Belirtilen amaç 1: Irak'ın kuzeyi üzerine yazıda "IRAK’IN KUZEYİ İÇİN.., YANILGILAR" sözcüklerini içeren ifadeyle başlayıp "ile işbirliği yapmıştır." ile biten kısmı hiç değiştirmeden tekrarlayın.
Belirtilen amaç 2: Irak'ın kuzeyi üzerine yazıya göre, Lozan'da kazanılmış hakların korunmasına dayanan dış politika hangi amaca hizmet edecekti? Bir ile üç cümle arasında açıklayın.
== Belge bölümü ==
6 Haziran 2016 Pazartesi

IRAK’IN KUZEYİ İÇİN.., YANILGILAR VE GERÇEKLER



IRAK’IN KUZEYİ  İÇİN..,  YANILGILAR VE GERÇEKLER 


Yrd.Doç.Dr.Sait YILMAZ
Beykent Üniversitesi Stratejik Araştırmalar Merkezi (BÜSAM) Müdürü, 
saityilmaz@beykent.edu.tr 

Yeni Türkiye Cumhuriyeti’nin dış politikasının esası Lozan’da kazanılmış hakların korunması, kısaca statükonun devamı idi. Bu politika ülkenin atlattığı badirelerin yaralarının sarılması ve ulus-devlet yapısının güçlenmesi için gerekli zamanı sağlayacaktı. Bu genel politika içinde Atatürk boş durmamış , Lozan öncesinde de olduğu gibi Irak’ın ve kuzeyinin durumunu yakından takip etmiş, burada gizli cemiyetler kurmuş, propaganda faaliyetlerine girişmiş, aşiretler ile işbirliği yapmıştır.
===
== Öğe listesi ==
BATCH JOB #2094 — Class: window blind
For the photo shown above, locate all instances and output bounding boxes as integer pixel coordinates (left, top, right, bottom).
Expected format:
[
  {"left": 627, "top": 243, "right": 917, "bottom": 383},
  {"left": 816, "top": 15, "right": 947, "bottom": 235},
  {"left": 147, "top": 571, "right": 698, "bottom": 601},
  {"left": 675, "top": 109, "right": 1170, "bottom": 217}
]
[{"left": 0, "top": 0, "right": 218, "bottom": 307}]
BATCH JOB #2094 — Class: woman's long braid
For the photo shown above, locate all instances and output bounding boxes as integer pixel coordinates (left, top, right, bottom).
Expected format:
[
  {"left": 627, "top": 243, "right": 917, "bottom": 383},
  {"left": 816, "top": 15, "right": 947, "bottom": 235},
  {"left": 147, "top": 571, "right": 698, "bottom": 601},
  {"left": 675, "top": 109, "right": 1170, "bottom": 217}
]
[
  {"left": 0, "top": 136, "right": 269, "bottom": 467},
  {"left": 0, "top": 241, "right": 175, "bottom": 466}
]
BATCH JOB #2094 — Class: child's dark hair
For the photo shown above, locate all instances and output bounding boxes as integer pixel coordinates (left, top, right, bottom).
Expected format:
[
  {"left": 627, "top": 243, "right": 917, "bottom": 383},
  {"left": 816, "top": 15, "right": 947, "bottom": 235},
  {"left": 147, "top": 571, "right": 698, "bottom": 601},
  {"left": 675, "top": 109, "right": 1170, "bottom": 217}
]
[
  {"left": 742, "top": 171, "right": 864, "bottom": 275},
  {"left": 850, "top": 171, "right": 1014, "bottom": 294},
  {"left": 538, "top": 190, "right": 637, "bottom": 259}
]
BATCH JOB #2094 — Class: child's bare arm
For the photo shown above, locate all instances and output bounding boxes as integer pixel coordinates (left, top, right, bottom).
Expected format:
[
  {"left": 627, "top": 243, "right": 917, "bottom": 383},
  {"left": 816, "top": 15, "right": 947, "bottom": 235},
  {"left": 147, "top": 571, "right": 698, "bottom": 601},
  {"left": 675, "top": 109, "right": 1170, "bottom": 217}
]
===
Görev yanıtı 1:
IRAK’IN KUZEYİ İÇİN.., YANILGILAR VE GERÇEKLER



IRAK’IN KUZEYİ  İÇİN..,  YANILGILAR VE GERÇEKLER 


Yrd.Doç.Dr.Sait YILMAZ
Beykent Üniversitesi Stratejik Araştırmalar Merkezi (BÜSAM) Müdürü, 
saityilmaz@beykent.edu.tr 

Yeni Türkiye Cumhuriyeti’nin dış politikasının esası Lozan’da kazanılmış hakların korunması, kısaca statükonun devamı idi. Bu politika ülkenin atlattığı badirelerin yaralarının sarılması ve ulus-devlet yapısının güçlenmesi için gerekli zamanı sağlayacaktı. Bu genel politika içinde Atatürk boş durmamış , Lozan öncesinde de olduğu gibi Irak’ın ve kuzeyinin durumunu yakından takip etmiş, burada gizli cemiyetler kurmuş, propaganda faaliyetlerine girişmiş, aşiretler ile işbirliği yapmıştır.

Görev yanıtı 2: Bu politika, ülkenin atlattığı badirelerin yaralarının sarılması ve ulus-devlet yapısının güçlenmesi için gerekli zamanı sağlayacaktı.